**What to do**
Repeat the records exactly. Every line must match.

>> start

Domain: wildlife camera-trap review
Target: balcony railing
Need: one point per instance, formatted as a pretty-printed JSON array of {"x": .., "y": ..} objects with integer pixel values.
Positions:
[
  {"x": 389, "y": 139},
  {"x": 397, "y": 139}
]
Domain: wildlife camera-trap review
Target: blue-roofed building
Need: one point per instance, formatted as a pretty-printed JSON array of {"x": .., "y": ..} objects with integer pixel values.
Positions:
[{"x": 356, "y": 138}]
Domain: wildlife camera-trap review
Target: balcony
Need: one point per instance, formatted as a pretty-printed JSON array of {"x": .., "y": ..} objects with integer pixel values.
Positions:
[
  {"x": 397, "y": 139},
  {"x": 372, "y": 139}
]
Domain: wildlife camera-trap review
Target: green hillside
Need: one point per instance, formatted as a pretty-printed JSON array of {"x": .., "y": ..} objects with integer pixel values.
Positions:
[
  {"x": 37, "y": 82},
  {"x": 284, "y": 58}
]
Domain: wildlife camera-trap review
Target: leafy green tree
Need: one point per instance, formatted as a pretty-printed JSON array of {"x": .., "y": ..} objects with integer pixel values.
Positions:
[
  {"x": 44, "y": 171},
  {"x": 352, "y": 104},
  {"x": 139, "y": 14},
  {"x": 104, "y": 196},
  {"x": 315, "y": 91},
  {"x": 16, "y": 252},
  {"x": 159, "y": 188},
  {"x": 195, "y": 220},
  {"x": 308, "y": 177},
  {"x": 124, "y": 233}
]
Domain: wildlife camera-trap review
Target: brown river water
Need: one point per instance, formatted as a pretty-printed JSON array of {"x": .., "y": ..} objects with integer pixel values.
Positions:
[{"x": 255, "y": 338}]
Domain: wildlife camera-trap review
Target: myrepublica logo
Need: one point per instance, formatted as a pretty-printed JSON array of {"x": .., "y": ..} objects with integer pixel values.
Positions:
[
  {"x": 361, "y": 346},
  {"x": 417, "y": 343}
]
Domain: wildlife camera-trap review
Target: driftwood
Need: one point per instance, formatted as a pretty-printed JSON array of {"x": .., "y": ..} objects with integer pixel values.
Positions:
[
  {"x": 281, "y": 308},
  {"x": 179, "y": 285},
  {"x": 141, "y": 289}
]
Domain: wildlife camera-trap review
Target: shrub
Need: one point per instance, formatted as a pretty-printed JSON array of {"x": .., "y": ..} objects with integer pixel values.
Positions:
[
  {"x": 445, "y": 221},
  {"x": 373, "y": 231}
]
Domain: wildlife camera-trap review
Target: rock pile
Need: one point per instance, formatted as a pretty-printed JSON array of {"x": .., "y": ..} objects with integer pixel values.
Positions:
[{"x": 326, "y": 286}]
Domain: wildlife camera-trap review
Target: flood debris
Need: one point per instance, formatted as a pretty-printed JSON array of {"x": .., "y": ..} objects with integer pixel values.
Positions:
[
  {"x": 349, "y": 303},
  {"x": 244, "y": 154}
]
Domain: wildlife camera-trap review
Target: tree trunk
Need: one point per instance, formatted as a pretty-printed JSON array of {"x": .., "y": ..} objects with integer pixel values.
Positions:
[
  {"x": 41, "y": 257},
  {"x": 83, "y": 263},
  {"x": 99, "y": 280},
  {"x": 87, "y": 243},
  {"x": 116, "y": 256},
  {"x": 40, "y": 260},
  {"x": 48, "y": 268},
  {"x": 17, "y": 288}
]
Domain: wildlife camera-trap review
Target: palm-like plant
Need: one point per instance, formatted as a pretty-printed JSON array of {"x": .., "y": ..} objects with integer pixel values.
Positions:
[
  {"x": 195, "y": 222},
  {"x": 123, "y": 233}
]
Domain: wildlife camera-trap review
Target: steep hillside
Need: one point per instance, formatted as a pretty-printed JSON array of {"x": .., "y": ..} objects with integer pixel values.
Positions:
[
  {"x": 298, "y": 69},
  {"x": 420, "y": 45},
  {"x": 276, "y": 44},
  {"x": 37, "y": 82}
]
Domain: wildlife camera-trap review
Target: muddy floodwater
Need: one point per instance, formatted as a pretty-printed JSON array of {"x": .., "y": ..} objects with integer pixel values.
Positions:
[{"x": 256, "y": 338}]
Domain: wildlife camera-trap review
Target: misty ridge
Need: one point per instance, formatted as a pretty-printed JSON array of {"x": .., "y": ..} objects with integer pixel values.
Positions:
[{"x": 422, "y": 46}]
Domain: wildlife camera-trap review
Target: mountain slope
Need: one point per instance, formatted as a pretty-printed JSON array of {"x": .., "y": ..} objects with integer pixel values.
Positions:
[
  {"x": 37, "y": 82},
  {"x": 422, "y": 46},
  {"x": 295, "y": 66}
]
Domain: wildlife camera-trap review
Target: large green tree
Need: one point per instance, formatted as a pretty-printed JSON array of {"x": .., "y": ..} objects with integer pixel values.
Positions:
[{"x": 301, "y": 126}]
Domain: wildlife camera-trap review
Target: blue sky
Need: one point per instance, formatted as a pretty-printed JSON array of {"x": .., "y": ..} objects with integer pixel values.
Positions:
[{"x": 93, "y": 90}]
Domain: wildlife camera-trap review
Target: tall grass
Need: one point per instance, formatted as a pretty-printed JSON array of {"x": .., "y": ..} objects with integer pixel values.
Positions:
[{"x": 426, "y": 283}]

>> end

**Result below**
Domain: wildlife camera-trap review
Target: balcony railing
Need: one point per instance, formatted as a pretty-printed JSON array of {"x": .., "y": ..} objects with integer pixel values.
Positions:
[
  {"x": 389, "y": 139},
  {"x": 397, "y": 139}
]
Domain: wildlife camera-trap review
Target: blue-roofed building
Need: one point per instance, formatted as a pretty-printed JSON array of {"x": .., "y": ..} objects with integer pixel values.
Positions:
[{"x": 356, "y": 138}]
Domain: wildlife camera-trap review
Target: balcony
Need: one point per instance, formatted as a pretty-printed JSON array of {"x": .., "y": ..} objects with integer pixel values.
Positions:
[
  {"x": 397, "y": 139},
  {"x": 372, "y": 139}
]
Domain: wildlife camera-trap review
Target: green hillside
Need: one point per instance, formatted as a pretty-printed JSON array of {"x": .., "y": ..} objects with integer pixel values.
Positions:
[
  {"x": 37, "y": 82},
  {"x": 284, "y": 58}
]
Domain: wildlife camera-trap review
Target: leafy green tree
Need: one point per instance, formatted as a pretty-printed JSON array of {"x": .., "y": ..} objects with integer pixel values.
Positions:
[
  {"x": 44, "y": 171},
  {"x": 352, "y": 104},
  {"x": 139, "y": 14},
  {"x": 104, "y": 196},
  {"x": 315, "y": 91},
  {"x": 16, "y": 252},
  {"x": 159, "y": 188},
  {"x": 195, "y": 220},
  {"x": 308, "y": 177},
  {"x": 124, "y": 233}
]
Domain: wildlife camera-trap review
Target: brown river water
Need: one point per instance, formatted as a pretty-printed JSON array of {"x": .., "y": ..} objects with integer pixel values.
Positions:
[{"x": 255, "y": 338}]
Domain: wildlife camera-trap review
Target: myrepublica logo
Need: one point per instance, formatted as a pretty-printed JSON array of {"x": .., "y": ..} objects with integer pixel values.
Positions:
[
  {"x": 361, "y": 346},
  {"x": 417, "y": 343}
]
Domain: wildlife camera-trap review
Target: driftwood
Need: one point per instance, formatted as a pretty-printed JSON array of {"x": .., "y": ..} objects with integer pixel values.
Positions:
[
  {"x": 281, "y": 308},
  {"x": 179, "y": 285},
  {"x": 141, "y": 289}
]
Domain: wildlife camera-trap review
Target: shrub
Need: one point per instance, formatted as a pretty-printed JSON array of {"x": .., "y": ..} objects with integer pixel values.
Positions:
[
  {"x": 445, "y": 221},
  {"x": 373, "y": 231}
]
Domain: wildlife camera-trap review
Target: rock pile
Need: one point per instance, formatted as a pretty-printed JSON array of {"x": .., "y": ..} objects with integer pixel values.
Positions:
[{"x": 326, "y": 286}]
Domain: wildlife camera-trap review
Target: flood debris
Need: one point per instance, formatted as a pretty-printed JSON array of {"x": .., "y": ..} objects with integer pixel values.
Positions:
[
  {"x": 349, "y": 303},
  {"x": 244, "y": 154}
]
Domain: wildlife camera-trap review
Target: tree trunk
Need: one point per instance, formatted as a pretty-printed JSON array of {"x": .., "y": ..} objects with integer pixel values.
Positions:
[
  {"x": 41, "y": 257},
  {"x": 83, "y": 263},
  {"x": 99, "y": 280},
  {"x": 87, "y": 243},
  {"x": 116, "y": 256},
  {"x": 40, "y": 260},
  {"x": 48, "y": 268},
  {"x": 17, "y": 288}
]
Domain: wildlife camera-trap review
Target: palm-like plant
Need: one point per instance, formatted as a pretty-printed JSON array of {"x": .., "y": ..} objects with integer pixel values.
Positions:
[
  {"x": 195, "y": 222},
  {"x": 123, "y": 233}
]
Domain: wildlife camera-trap review
Target: steep hillside
Need: one point per instance, formatted as a pretty-printed JSON array of {"x": .., "y": ..} objects with integer pixel values.
Positions:
[
  {"x": 298, "y": 69},
  {"x": 420, "y": 45},
  {"x": 276, "y": 44},
  {"x": 37, "y": 82}
]
Domain: wildlife camera-trap review
Target: muddy floodwater
Need: one point per instance, formatted as a pretty-printed JSON array of {"x": .., "y": ..} objects with integer pixel values.
Positions:
[{"x": 256, "y": 338}]
Domain: wildlife camera-trap review
Target: misty ridge
Need: one point per instance, formatted as a pretty-printed JSON array of {"x": .., "y": ..} objects with integer pixel values.
Positions:
[{"x": 422, "y": 46}]
Domain: wildlife camera-trap review
Target: mountain slope
Need: one point per instance, formatted as a pretty-printed JSON array of {"x": .., "y": ..} objects with integer pixel values.
Positions:
[
  {"x": 37, "y": 82},
  {"x": 422, "y": 46},
  {"x": 295, "y": 66}
]
Domain: wildlife camera-trap review
Target: large green tree
Need: one point per instance, formatted as a pretty-printed JSON array of {"x": .., "y": ..} objects with integer pixel values.
Positions:
[{"x": 301, "y": 126}]
Domain: wildlife camera-trap review
Target: blue sky
Need: one point per instance, formatted as a pretty-printed JSON array of {"x": .., "y": ..} objects with integer pixel values.
Positions:
[{"x": 93, "y": 90}]
Domain: wildlife camera-trap review
Target: tall grass
Need: one point per instance, formatted as a pretty-printed JSON array of {"x": .., "y": ..} objects with integer pixel values.
Positions:
[{"x": 426, "y": 283}]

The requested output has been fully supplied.